** Opening Material for the task block **
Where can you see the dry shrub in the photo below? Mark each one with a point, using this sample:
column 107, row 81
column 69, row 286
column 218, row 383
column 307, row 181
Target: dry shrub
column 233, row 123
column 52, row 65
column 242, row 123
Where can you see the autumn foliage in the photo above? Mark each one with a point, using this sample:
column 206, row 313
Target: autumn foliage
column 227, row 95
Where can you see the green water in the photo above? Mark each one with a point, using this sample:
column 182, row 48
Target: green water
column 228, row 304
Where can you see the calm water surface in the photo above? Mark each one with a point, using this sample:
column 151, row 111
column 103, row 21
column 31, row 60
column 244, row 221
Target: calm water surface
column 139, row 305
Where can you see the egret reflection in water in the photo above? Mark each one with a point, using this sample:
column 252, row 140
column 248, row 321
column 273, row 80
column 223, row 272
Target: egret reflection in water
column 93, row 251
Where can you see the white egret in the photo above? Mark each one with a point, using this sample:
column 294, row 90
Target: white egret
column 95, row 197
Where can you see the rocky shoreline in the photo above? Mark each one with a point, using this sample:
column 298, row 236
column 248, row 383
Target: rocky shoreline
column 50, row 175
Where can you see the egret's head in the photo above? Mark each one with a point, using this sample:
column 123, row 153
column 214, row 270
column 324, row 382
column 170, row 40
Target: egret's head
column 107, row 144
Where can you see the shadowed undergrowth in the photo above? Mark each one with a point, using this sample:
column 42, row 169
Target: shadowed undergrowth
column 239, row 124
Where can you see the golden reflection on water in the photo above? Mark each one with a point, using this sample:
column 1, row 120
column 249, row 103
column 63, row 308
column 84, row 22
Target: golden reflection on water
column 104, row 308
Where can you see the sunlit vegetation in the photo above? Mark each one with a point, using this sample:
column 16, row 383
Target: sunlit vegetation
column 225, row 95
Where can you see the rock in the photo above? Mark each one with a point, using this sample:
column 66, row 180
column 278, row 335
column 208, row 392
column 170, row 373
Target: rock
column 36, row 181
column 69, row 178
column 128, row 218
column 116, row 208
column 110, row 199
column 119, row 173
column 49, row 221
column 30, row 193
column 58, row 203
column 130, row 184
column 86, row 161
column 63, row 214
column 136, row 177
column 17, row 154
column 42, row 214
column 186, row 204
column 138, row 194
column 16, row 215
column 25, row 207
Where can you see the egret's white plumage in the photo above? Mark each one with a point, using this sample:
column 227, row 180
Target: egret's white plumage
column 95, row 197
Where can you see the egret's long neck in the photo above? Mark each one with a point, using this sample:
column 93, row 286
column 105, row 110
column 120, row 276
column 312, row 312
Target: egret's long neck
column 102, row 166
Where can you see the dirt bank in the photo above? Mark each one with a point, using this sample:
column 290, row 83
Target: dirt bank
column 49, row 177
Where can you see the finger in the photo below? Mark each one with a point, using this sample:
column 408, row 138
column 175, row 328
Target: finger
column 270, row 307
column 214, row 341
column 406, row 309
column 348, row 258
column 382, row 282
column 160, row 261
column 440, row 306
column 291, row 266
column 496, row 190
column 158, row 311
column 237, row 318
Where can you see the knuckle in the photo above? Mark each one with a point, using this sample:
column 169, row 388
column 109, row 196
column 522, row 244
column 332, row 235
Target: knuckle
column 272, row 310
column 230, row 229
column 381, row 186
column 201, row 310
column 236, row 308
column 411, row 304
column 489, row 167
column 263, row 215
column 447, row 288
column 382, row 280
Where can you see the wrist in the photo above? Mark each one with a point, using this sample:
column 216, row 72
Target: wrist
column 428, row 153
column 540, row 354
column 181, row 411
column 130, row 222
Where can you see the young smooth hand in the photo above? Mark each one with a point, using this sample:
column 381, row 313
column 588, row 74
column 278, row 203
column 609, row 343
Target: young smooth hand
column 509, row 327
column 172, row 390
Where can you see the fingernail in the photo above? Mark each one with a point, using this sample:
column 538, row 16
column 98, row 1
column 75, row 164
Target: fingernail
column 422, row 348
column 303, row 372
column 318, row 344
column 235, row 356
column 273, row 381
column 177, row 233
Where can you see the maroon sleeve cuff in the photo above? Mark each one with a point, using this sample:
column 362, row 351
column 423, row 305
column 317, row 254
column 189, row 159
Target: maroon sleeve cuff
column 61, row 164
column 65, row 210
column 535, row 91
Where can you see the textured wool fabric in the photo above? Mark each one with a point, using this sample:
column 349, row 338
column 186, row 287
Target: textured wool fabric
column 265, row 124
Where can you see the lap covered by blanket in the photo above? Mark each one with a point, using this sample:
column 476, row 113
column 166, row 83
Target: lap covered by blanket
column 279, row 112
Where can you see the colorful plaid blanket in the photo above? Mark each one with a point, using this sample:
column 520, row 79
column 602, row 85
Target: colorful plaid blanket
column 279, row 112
** Closing Material for the task block **
Problem description: Scan the data for lines with the word "below". Report only how many there are.

Exercise solution: 2